[BEGIN Records provided]
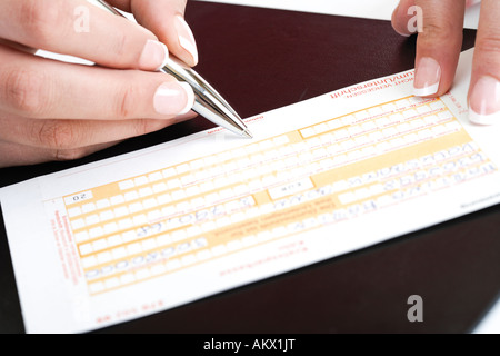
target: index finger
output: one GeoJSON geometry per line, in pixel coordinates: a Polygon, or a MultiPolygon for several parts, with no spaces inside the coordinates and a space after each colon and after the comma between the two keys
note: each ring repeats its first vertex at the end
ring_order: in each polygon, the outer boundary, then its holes
{"type": "Polygon", "coordinates": [[[151,31],[86,0],[2,0],[0,38],[119,69],[156,70],[168,56],[151,31]]]}

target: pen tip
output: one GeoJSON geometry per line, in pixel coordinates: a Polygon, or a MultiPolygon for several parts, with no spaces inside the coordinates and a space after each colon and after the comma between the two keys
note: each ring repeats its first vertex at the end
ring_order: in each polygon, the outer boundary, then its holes
{"type": "Polygon", "coordinates": [[[246,138],[253,138],[252,134],[250,134],[249,130],[244,130],[243,134],[241,135],[244,136],[246,138]]]}

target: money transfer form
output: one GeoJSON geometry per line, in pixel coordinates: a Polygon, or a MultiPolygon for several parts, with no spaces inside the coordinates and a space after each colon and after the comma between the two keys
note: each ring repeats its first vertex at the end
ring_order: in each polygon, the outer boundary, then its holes
{"type": "Polygon", "coordinates": [[[498,127],[413,71],[0,190],[29,333],[166,310],[500,201],[498,127]]]}

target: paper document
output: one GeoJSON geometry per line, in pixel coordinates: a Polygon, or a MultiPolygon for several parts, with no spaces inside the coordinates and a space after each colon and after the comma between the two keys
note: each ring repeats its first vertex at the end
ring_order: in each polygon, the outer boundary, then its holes
{"type": "Polygon", "coordinates": [[[498,127],[413,71],[0,190],[29,333],[180,306],[500,201],[498,127]]]}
[END Records provided]
(What you will do)
Format the items from the line containing "target: money transfer form" through the end of the items as a two-column CSV with the columns item_text and answer. Give one row per item, with the item's text and its answer each in a single quoted field and line breaks replaced by spaces.

(Result of this task)
item_text,answer
"target: money transfer form output: one GeoJSON geometry per line, in pixel coordinates: a Polygon, or a MultiPolygon for several parts, with no spaces inside the coordinates and a space after each colon and after the comma between the two keys note: each ring repeats its first vertex at the end ring_order: in each polygon, the outer boundary, then its holes","{""type"": ""Polygon"", ""coordinates"": [[[498,127],[413,71],[0,190],[29,333],[166,310],[500,201],[498,127]]]}"
"target: paper document output: one GeoJSON geometry per line, in pixel coordinates: a Polygon, or a MultiPolygon for several parts, with no spaces inside the coordinates and a space after each colon and after the comma between the two keys note: each ring repeats its first vertex at the end ring_order: in each polygon, the outer boundary, then its holes","{""type"": ""Polygon"", ""coordinates"": [[[498,127],[413,71],[0,190],[29,333],[180,306],[500,201],[498,127]]]}"